§ **Exercise instructions**
(1) In the listing, replace "marker" with "dot" in the lines from the one holding "the framed mirror." through the end of the listing, inclusive, and give only those lines, otherwise unchanged.
(2) Write the next part of the report on Dodik and the Bosnian Serb withdrawal from Bosnia's central institutions, picking up after its final sentence.

§ **Source extract**
----
Bosniak officials have warned that Dodik’s policies could lead to clashes, and called on the U.S. and the EU to crack down against him and his associates.
The United States has already imposed a travel ban and assets freeze on Dodik and both American and German officials have recently threatened more sanctions in case Bosnian Serbs further weaken Bosnia’s central institutions.
He has repeatedly said he doesn’t care about new sanctions, adding that this would bring Serbs even closer to their “true friends,” referring to Russia and China. He has also denied that the withdrawal from the central institutions would lead to a quick secession or a new war.
There is likely to be a six-month delay before the assembly’s decisions take effect while Dodik tries to renegotiate Bosnia’s fragile makeup with the country’s Bosniaks and Croats from a stronger position.
----
§ **Data shown**
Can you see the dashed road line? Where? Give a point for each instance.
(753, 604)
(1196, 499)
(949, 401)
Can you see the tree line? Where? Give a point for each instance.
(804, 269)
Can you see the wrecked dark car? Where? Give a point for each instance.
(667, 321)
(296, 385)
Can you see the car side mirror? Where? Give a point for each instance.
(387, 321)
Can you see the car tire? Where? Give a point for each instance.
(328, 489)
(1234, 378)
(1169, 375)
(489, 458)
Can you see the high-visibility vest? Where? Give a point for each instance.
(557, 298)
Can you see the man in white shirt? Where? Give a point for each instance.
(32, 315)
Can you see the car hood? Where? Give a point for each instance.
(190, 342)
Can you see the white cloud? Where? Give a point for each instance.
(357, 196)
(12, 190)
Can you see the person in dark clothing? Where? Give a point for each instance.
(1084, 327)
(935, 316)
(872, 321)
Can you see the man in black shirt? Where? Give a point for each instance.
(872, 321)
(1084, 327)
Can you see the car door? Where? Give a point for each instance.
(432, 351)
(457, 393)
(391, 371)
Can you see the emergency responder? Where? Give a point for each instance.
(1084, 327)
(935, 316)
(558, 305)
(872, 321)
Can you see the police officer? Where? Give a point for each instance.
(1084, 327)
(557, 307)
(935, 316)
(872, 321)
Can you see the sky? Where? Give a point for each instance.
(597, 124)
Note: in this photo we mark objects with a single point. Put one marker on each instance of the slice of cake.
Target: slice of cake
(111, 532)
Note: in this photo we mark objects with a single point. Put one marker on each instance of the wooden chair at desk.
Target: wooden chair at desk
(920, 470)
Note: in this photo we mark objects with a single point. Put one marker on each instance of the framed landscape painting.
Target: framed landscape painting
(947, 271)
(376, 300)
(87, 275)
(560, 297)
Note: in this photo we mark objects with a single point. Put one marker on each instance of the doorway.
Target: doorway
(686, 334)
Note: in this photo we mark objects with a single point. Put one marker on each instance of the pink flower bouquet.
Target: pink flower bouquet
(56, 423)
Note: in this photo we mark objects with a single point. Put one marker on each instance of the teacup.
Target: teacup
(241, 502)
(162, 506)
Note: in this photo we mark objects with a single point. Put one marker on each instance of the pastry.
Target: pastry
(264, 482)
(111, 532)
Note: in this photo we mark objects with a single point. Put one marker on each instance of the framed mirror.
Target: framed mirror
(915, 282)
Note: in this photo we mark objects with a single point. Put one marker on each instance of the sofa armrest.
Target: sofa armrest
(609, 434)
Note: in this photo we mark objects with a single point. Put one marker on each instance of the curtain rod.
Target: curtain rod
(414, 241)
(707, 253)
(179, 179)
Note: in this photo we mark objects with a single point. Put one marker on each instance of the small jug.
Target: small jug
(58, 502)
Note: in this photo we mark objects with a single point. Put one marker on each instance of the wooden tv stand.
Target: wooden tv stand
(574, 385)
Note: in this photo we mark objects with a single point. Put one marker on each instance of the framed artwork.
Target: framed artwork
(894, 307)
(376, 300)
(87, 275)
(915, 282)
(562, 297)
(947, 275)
----
§ **Answers in order**
(1)
Note: in this photo we mark objects with a single point. Put one dot on each instance of the framed mirror.
Target: framed mirror
(915, 282)
Note: in this photo we mark objects with a single point. Put one dot on each instance of the sofa armrest.
Target: sofa armrest
(609, 434)
Note: in this photo we mark objects with a single point. Put one dot on each instance of the curtain rod.
Target: curtain rod
(414, 241)
(707, 253)
(179, 179)
Note: in this photo we mark objects with a single point. Put one dot on each instance of the small jug.
Target: small jug
(58, 502)
Note: in this photo we mark objects with a single point. Put one dot on each instance of the wooden tv stand.
Target: wooden tv stand
(574, 385)
Note: in this photo we mark objects with a single point. Put one dot on each instance of the framed artwork.
Target: framed artwork
(894, 307)
(376, 300)
(87, 275)
(915, 282)
(562, 297)
(947, 275)

(2)
The Bosnian War started in 1992 when Bosnian Serbs, with the help of the Serb-led Yugoslav army, tried to create ethnically pure territories with an aim of joining neighboring Serbia. More than 100,000 people were killed and millions were left homeless during the worst bloodshed in Europe since World War II.
The war pitted Bosniaks, Serbs and Croats against each other and ended with the U.S.-sponsored peace agreement that created two regions, the Republika Srpska and the Bosniak-Croat Federation.
The two regions were given wide autonomy, but kept some joint institutions, including the army, the top judiciary and tax administration. Bosnia’s three-member rotating presidency is made up of Bosniak, Serb and Croat members.